- Goal 1 -
In the passage below on low-NOx burner retrofits, list every modification that the retrofit at Four Corners Unit 4 required.
- Goal 2 -
Carry on the passage below on low-NOx burner retrofits, picking up after its last sentence.

Retrofitting low-NOx burners in wall-fired boilers (Figures 2a and b) involves removing the existing burners and providing more space for the installation of the low-NOx burners. Normally, small modifications to the waterwall(17) and major modifications to the windbox are required for improved air distribution. Low-NOx burners are generally larger than conventional burners, and extensive bending of waterwall tubes usually is required to provide the additional space. For small furnaces, installation of low-NOx burners may cause flames to impinge on the opposite wall of the furnace. Derating of the unit load may be required to prevent flame impingement, which causes very high heat flux in furnace tubes, from occurring. Flames contain chemicals in highly active forms, such as free radicals, that can corrode the tube metal at high temperatures.

Extensive restructuring of the boiler configuration was required when retrofits were applied at Arizona Public Service Company's Four Corners Unit 4. Originally, Four Corners Unit 4 had 9 coal pulverizers serving 18 three-nozzle cell burners. The retrofit with low-NOx burners required the following modifications:

  • Conversion to 8 pulverizers and 48 low-NOx burners arranged in 4 rows of 6 burners on each firing wall
  • New lower furnace waterwall panels designed for a conventional, widened burner spacing
  • Replacement of burner piping
  • Installation of a new coal pulverizer and burner control system.

Operation of low-NOx burners in wall-fired boilers tends to increase unburned carbon in the ash. Unburned carbon can occur in both the bottom ash and the fly ash. Unburned carbon in the fly ash is termed "loss on ignition." Loss on ignition increased from 15 percent to 19 percent of the total fly ash weight when low-NOx burners were installed at the New England Power Company's Salem Harbor Unit 1. At Salem Harbor Unit 3, the loss on ignition level increased from 8 percent to 16 percent.

(Items from a dataset)
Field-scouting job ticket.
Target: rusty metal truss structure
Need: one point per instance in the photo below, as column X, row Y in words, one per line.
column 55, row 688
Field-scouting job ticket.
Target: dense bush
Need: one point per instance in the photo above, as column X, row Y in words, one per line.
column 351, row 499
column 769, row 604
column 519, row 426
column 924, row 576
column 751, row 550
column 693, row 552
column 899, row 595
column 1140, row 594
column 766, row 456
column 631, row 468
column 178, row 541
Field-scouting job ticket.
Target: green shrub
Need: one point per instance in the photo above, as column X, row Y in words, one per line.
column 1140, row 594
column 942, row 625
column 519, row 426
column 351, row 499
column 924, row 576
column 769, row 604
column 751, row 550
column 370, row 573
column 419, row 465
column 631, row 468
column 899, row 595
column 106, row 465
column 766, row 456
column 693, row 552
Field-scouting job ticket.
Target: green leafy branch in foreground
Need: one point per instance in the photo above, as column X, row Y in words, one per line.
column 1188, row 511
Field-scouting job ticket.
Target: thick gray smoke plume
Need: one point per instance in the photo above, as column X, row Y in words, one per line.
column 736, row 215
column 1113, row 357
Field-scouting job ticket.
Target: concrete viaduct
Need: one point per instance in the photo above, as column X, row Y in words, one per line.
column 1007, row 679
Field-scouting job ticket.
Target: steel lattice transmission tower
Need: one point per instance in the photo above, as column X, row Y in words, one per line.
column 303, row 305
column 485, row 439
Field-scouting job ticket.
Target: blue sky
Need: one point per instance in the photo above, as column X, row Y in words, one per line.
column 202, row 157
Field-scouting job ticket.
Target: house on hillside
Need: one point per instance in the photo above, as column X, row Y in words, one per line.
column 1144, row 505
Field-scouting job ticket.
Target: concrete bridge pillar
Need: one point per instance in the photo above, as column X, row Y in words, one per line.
==
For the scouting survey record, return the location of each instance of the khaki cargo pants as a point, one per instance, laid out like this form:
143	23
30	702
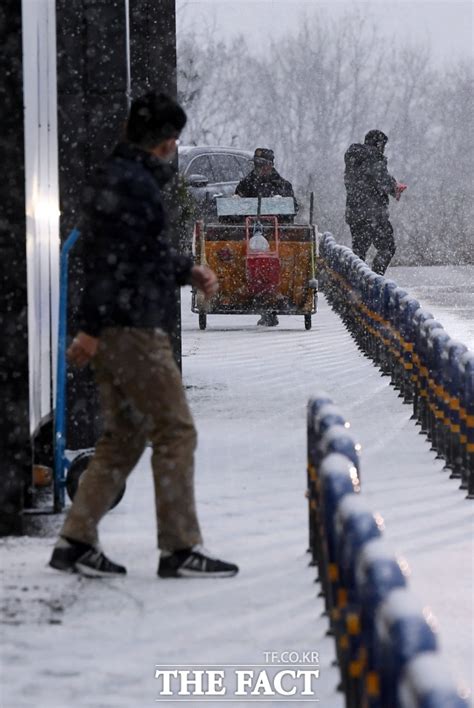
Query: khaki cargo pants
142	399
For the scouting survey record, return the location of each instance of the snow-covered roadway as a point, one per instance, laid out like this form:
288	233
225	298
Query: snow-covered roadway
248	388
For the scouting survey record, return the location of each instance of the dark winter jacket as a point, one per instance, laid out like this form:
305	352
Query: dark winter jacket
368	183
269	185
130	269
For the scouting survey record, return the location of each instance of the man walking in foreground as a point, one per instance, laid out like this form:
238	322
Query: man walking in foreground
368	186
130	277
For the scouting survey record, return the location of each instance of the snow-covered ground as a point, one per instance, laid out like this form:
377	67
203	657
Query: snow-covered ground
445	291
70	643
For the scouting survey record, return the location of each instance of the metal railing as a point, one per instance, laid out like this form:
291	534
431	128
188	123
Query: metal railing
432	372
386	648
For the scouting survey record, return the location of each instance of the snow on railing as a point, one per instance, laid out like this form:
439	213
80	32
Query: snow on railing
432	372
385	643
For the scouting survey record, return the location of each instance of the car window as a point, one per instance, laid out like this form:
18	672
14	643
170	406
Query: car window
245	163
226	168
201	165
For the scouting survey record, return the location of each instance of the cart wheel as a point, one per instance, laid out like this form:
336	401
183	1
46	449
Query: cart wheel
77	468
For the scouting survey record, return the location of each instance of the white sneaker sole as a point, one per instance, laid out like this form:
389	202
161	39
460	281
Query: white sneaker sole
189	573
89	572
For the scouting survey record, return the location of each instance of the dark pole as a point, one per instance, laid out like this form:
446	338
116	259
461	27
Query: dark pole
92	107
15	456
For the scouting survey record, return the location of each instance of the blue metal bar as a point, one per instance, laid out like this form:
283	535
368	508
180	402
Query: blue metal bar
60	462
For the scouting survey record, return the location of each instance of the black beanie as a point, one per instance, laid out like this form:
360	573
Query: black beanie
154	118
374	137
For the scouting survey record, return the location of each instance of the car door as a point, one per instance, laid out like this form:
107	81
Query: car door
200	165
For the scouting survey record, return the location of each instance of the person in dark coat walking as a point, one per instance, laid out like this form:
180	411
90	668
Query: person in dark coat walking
--
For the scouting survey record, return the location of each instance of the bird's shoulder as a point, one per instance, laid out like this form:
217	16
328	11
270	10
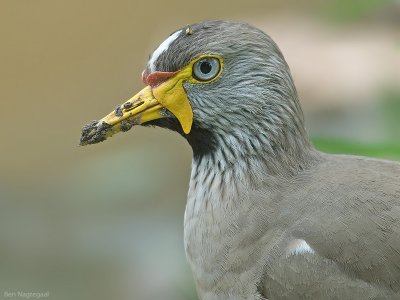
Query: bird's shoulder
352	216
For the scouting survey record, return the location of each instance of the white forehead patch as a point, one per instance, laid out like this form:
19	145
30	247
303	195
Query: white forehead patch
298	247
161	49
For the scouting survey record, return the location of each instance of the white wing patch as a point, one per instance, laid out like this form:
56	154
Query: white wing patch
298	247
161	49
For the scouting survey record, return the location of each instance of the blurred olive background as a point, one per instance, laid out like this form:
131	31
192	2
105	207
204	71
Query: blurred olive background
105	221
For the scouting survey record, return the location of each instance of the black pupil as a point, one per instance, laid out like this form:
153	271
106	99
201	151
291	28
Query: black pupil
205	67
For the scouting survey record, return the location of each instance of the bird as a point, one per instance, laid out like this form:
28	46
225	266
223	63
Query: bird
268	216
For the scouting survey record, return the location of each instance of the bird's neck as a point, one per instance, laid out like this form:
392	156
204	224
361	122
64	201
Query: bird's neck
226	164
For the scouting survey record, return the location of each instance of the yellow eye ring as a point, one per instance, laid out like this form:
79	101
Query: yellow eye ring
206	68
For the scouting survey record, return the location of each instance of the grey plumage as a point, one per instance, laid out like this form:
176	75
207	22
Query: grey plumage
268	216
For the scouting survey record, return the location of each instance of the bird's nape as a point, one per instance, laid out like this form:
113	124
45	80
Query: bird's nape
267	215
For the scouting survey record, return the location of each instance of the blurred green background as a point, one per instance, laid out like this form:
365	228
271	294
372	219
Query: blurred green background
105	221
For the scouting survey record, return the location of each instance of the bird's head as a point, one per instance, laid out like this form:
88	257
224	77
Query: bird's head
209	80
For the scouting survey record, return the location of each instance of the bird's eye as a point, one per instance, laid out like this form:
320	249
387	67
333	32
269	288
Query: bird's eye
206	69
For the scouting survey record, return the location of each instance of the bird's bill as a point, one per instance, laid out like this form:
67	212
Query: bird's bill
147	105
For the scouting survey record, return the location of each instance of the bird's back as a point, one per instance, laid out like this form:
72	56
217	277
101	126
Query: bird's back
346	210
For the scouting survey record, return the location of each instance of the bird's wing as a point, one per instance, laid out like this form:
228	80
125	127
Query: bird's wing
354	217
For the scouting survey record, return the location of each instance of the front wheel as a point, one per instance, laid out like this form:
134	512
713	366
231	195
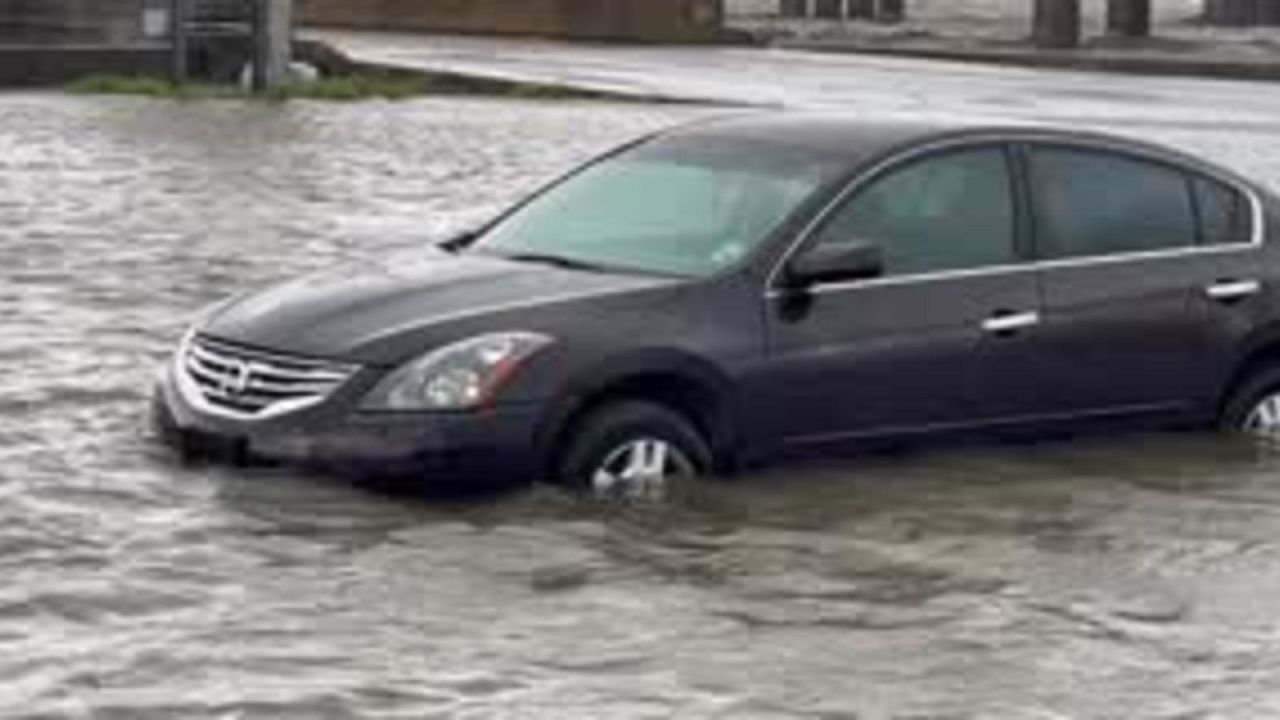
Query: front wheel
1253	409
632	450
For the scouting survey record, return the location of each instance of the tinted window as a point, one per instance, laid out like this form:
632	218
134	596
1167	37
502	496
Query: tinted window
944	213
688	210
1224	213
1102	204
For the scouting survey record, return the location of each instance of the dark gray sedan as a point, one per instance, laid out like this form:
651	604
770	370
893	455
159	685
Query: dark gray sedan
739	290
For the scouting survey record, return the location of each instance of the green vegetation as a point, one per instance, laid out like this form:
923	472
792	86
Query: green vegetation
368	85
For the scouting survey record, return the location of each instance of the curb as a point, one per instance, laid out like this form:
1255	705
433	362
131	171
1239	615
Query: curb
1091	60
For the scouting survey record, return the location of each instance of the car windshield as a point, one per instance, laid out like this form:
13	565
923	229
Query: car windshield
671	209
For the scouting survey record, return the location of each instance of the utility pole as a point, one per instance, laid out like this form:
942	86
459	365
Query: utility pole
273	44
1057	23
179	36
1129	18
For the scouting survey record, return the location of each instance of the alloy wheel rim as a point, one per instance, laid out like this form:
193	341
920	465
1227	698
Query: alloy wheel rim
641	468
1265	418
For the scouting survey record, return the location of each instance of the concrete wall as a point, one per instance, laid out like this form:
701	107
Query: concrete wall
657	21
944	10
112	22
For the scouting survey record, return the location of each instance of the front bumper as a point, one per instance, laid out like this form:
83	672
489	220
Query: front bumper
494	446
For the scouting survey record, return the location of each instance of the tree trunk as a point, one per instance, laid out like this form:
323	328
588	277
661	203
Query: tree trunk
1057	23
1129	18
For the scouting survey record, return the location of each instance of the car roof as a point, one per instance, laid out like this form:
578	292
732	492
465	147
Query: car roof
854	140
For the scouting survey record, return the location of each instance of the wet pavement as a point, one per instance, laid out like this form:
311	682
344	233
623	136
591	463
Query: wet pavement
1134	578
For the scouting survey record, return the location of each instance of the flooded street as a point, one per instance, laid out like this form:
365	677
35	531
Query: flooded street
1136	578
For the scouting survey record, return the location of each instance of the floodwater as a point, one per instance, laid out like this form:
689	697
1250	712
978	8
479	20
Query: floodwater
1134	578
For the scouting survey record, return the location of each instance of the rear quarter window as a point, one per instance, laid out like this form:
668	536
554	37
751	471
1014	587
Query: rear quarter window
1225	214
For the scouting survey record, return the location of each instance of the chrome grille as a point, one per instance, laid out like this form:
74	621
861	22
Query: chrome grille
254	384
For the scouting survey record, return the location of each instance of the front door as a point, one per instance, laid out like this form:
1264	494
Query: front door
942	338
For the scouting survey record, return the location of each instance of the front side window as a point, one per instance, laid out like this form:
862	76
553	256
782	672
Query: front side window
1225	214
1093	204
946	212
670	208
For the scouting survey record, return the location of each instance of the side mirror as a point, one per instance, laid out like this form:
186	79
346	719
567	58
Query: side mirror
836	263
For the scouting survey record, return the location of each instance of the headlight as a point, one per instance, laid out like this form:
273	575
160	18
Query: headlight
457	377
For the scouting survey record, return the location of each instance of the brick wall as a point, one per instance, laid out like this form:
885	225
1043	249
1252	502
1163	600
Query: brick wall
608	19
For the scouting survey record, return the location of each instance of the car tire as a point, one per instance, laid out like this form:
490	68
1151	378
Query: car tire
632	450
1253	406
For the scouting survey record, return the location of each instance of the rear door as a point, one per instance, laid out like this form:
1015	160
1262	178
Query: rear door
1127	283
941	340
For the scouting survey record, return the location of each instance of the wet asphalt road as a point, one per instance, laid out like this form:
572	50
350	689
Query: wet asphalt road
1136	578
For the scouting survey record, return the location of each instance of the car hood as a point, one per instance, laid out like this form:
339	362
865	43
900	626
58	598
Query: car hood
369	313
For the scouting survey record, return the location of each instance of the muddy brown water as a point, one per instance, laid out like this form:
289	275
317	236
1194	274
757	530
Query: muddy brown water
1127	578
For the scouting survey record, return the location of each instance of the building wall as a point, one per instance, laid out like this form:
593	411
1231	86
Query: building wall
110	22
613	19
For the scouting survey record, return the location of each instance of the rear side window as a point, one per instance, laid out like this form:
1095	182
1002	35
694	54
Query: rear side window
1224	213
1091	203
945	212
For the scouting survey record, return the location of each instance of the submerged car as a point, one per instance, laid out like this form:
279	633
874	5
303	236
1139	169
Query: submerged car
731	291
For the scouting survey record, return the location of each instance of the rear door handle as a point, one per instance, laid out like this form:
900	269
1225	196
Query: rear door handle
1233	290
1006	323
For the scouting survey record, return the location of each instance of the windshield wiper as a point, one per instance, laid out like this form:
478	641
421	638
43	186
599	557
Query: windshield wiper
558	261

- Task answer 1 -
- Conversion to 8 pulverizers and 48 low-NOx burners arranged in 4 rows of 6 burners on each firing wall
- New lower furnace waterwall panels designed for a conventional, widened burner spacing
- Replacement of burner piping
- Installation of a new coal pulverizer and burner control system

- Task answer 2 -
Increases in carbon monoxide and unburned carbon levels are attributed to imbalances in the distribution of air and fuel.(18) These problems can be alleviated by operating the low-NOx burners with systems that accurately regulate the fuel and air supplies.(19) Carbon monoxide and unburned carbon levels are very site-specific and depend on factors such as load, coal characteristics, furnace configuration and operating conditions.(20)

Other system impacts may include slagging in the lower furnace region. Because low-NOx burners are operated with fuel-rich conditions, a reducing environment is created, and coal slagging is increased. Modifications to the windbox(21) may be required to achieve optimal air flow and distribution for efficient combustion. Windbox modifications may result in major structural changes to the boiler unit.(22)

Low-NOx burners are effective at reducing thermal NOx formation because they reduce the high-temperature flame regions that are characteristic of conventional burners. High temperatures in the flame zone promote slagging on the furnace walls. Therefore, the operation of low-NOx burners can help reduce the rate of furnace slagging. This was evident during the operation of the low-NOx burners at Four Corners Unit 4, where the furnace exit gas temperatures decreased, upper furnace heat absorption increased by 31 to 66 percent, and boiler efficiency increased by approximately 1 percent.(23)

During the retrofit of the low-NOx cell burner technology at Dayton Power and Light's Stuart Station Unit 4, a few burners were modified to prevent high levels of carbon monoxide and hydrogen sulfide formation. Corrosion rates increased on the furnace walls, and chromatized coating was applied to the walls to prevent such damages. No significant modifications were made during the retrofit of West Penn Power's Hatfield's Ferry Unit 2. Overall, no major modifications to the boiler configuration were required for the retrofit of the low-NOx cell burner.(24) The cost of retrofitting a unit with low-NOx burners varies (Table 3).

Systems with Overfire Air

Some wall-fired boilers combine the low-NOx burner technology with an overfire air technology that creates two stages for combustion. The two-stage combustion requires a primary and a secondary source of combustion air. The secondary air nozzles are located above the burners. This system results in more complete burnout of the fuel and formation of N2 rather than NOx.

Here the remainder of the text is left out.